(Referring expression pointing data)
+===+

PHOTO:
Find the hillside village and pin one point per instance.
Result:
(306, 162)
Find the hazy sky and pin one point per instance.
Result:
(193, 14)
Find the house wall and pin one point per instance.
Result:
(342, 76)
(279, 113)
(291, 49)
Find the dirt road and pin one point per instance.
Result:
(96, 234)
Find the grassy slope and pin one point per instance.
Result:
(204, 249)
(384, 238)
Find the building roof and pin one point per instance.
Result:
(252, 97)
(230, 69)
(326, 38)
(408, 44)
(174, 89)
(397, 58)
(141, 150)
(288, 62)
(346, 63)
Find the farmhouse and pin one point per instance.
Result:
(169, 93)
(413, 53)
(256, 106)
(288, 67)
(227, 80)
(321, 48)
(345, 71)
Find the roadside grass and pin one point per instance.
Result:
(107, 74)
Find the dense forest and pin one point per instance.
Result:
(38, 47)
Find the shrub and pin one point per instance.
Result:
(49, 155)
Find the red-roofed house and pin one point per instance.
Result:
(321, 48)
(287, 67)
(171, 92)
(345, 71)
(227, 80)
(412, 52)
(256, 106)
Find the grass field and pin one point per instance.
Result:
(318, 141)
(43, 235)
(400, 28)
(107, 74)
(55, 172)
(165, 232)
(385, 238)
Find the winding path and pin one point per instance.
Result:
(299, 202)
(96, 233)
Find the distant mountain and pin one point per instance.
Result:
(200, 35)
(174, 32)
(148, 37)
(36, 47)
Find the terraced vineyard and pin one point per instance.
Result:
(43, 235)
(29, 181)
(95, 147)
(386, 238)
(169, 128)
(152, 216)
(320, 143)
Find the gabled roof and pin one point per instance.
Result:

+===+

▶ _GOAL OF THE EXERCISE_: Copy the entries word for word. Leave nothing out.

▶ _ANSWER TO THE EXERCISE_:
PHOTO:
Find the hillside village and pin one point per instance.
Result:
(306, 162)
Find the hazy sky and pin one point per instance.
Result:
(193, 14)
Find the house wall and pin one point per instance.
Result:
(342, 76)
(279, 113)
(291, 49)
Find the dirt road and pin one point per instance.
Result:
(96, 234)
Find the grassy slope and pin one point per instance.
Result:
(204, 249)
(384, 238)
Find the building roof and pin one point per instance.
Result:
(252, 97)
(230, 69)
(326, 38)
(408, 44)
(174, 89)
(397, 58)
(141, 150)
(288, 62)
(346, 63)
Find the farmhouse and pin one point per instance.
Result:
(169, 93)
(413, 53)
(256, 106)
(288, 67)
(227, 80)
(321, 48)
(345, 71)
Find the roadside grass and pin one point per instance.
Result:
(107, 74)
Find the dense forest and pin one point per instance.
Result:
(38, 47)
Find the shrub and pin one point per instance.
Result:
(49, 155)
Find the red-roofed house and pin one point per instance.
Result:
(321, 48)
(287, 67)
(171, 92)
(345, 71)
(227, 80)
(412, 52)
(256, 106)
Find the grass field and pin one point per instance.
Result:
(318, 141)
(43, 235)
(400, 28)
(107, 74)
(55, 172)
(165, 232)
(385, 238)
Find the winding path and pin one point per instance.
Result:
(299, 202)
(96, 233)
Find the distant mountain and pin one point per instance.
Result:
(200, 35)
(174, 32)
(148, 37)
(36, 47)
Find the terraced vineyard and pin one point per instance.
Result:
(43, 235)
(29, 181)
(95, 147)
(386, 238)
(169, 128)
(152, 216)
(320, 143)
Find the gabled roof and pin one point per instance.
Result:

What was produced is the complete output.